Così il mio pensiero si scusa con le mie orecchie, e consiglia l’ascolto di musica nuova. Qualsiasi cosa. Basta che sia “post”, direbbe un caro amico. Sigur, dico io. Rós, dice l’altro. Leggerezza e delicatezza.

Una gentildonna.
Rivesto l’ambiente di tappeti sonori, di immagini di luoghi freddi e di luci buie, che faticano a star dietro al passo della notte.

Oscurità.
Ci ritorno, dopo aver passato un giorno ad ascoltare musica.
E a tendere a non desiderare più nulla.
(E ad avercela quasi fatta.)

Addio, Jack.

Se qualcuno mi desse del “bipolare”, mi offenderei. Sappiatelo. È così limitante…
Sì, ce l’ho con voi, lettori dei miei stivali. Lettori che, ogni tanto, vi reinventate nel ruolo di scrittori e poi… Poi mi abbandonate, dopo avermi sbattuto come una puttanella da quattro soldi.
Volete la verità? Ve la dico io, la verità. La mia verità.

Sono venuto qui per raccontarmi, e per andare oltre la quotidianità, quella che fa morire una storia, quella che mette tutti d’accordo e andiamo avanti così, perché, in fondo, è bello il quieto vivere.
Sono venuto qui per amore dell’arte, di quell’elettricità che scorre attraverso chilometri di niente, o di etere e che però, questo lo ammetto, non può appagare per sempre. Ma nel momento in cui appaga…

E invece che cosa ho trovato, in voi? Ho trovato la storia di questi ultimi anni, la storia di un governo e di governanti malati.
Ho trovato la fretta, la disperazione, le lamentele, lo sporco e le bugie. Ho trovato l’abbandono, che, scusate tanto, non avrei voluto ritrovare, soprattutto dopo la mia fuga da quel cazzo di posto.
Ecco perché sono stato in silenzio. E l’ho fatto fino a quando non ho capito che avrei dovuto spostarmi, creare un movimento, pensare a me e fanculo agli altri Jack. E tornare qui, a darvi degli ipocriti. Me compreso.

Non c’è amore, nel contatto, c’è solo brama di possedere, di avere, di vincere e di non piangere.
Sapete che cosa vi dico? A me tutto questo non interessa. E non mi interessa squarciare tele, prendere a pugni le persone, o farle vorticare in una danza eterna, commossa e senza inciampi. Non mi interessa più nulla e, dunque, chiedo a qualcuno di farmi morire.
Per sempre. Ve la sentite, teste di cazzo?

[ http://www.fotolog.com/aspetto/ ]

Purtroppo, la password dell’account è stata resettata dagli amministratori di fotolog e, dunque, Jack non potrà più vivere. Mai più. L’hanno ammazzato ancor prima che scrivessi l’ennesima puntata.

Riposo?

La mano fa ancora male, purtroppo. La nocca è ancora lì, timida, che guarda con aria imbarazzata quel cretino che l’ha frantumata. Io.

——————————

- _ISTRUZIONI E REQUISITI_
Trascrivi senza modifiche il tratto dell'estratto del documento che va da "Ho trovato la fretta, la" fino a "teste di cazzo?", quest'ultimo incluso.

——————————

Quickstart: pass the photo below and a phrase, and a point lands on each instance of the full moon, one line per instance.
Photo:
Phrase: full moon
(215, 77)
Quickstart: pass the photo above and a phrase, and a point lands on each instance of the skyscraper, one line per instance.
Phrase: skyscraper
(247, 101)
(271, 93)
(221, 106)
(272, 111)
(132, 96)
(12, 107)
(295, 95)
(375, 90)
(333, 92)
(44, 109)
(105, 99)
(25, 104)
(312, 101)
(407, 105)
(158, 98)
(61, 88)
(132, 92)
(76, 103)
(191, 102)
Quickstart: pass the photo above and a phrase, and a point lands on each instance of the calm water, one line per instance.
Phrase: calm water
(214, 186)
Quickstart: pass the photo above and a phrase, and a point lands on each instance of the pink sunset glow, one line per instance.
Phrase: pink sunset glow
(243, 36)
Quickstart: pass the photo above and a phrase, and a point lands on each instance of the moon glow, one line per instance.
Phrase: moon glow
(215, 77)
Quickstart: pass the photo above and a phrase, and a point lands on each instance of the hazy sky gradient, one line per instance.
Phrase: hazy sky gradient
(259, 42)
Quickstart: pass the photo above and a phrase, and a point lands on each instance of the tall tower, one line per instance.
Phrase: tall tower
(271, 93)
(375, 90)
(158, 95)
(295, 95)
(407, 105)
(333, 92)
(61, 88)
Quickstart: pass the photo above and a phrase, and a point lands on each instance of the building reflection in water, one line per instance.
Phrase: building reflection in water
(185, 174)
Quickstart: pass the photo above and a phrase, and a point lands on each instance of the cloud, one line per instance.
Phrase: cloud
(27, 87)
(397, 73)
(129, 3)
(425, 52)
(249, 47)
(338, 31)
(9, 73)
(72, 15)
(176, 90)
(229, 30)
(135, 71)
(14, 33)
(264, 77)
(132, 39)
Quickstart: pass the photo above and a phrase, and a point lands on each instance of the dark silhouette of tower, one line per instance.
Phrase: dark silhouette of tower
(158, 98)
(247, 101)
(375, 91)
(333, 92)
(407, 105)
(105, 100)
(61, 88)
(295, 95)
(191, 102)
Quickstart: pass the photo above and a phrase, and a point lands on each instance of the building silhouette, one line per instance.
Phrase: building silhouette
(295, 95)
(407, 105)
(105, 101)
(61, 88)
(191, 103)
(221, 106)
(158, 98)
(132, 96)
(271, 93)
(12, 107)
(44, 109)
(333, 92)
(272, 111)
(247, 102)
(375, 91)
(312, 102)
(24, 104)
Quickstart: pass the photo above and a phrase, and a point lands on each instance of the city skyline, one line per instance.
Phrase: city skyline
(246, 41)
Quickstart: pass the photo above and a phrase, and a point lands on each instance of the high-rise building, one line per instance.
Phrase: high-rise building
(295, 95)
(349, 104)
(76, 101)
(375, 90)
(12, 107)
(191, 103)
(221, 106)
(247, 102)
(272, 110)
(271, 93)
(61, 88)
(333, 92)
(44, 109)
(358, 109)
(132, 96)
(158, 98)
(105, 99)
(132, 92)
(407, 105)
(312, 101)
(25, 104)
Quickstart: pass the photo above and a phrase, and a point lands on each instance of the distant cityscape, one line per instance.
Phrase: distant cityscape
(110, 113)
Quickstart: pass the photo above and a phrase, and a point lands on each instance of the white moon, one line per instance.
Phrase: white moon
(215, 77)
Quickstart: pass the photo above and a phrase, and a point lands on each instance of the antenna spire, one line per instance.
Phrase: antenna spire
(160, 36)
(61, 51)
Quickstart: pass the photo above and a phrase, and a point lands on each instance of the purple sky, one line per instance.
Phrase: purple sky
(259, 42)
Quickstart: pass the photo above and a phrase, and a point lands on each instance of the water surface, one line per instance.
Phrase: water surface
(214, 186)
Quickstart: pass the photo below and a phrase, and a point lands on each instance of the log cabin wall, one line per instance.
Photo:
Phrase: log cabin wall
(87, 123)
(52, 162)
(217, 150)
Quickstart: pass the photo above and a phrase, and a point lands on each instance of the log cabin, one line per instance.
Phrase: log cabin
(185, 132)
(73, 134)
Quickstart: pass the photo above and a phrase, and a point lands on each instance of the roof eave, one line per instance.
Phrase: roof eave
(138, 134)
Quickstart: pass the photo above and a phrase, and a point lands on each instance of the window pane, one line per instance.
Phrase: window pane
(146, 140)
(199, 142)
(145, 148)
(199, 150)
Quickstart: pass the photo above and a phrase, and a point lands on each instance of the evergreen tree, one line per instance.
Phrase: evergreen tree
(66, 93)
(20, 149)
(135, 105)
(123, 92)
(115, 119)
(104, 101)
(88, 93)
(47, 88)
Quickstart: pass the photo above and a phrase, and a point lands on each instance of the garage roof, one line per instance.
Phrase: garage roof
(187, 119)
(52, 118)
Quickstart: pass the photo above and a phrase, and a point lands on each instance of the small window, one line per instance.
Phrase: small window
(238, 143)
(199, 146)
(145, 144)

——————————

- _LA SOLUZIONE_
Ho trovato la fretta, la disperazione, le lamentele, lo sporco e le bugie. Ho trovato l’abbandono, che, scusate tanto, non avrei voluto ritrovare, soprattutto dopo la mia fuga da quel cazzo di posto.
Ecco perché sono stato in silenzio. E l’ho fatto fino a quando non ho capito che avrei dovuto spostarmi, creare un movimento, pensare a me e fanculo agli altri Jack. E tornare qui, a darvi degli ipocriti. Me compreso.

Non c’è amore, nel contatto, c’è solo brama di possedere, di avere, di vincere e di non piangere.
Sapete che cosa vi dico? A me tutto questo non interessa. E non mi interessa squarciare tele, prendere a pugni le persone, o farle vorticare in una danza eterna, commossa e senza inciampi. Non mi interessa più nulla e, dunque, chiedo a qualcuno di farmi morire.
Per sempre. Ve la sentite, teste di cazzo?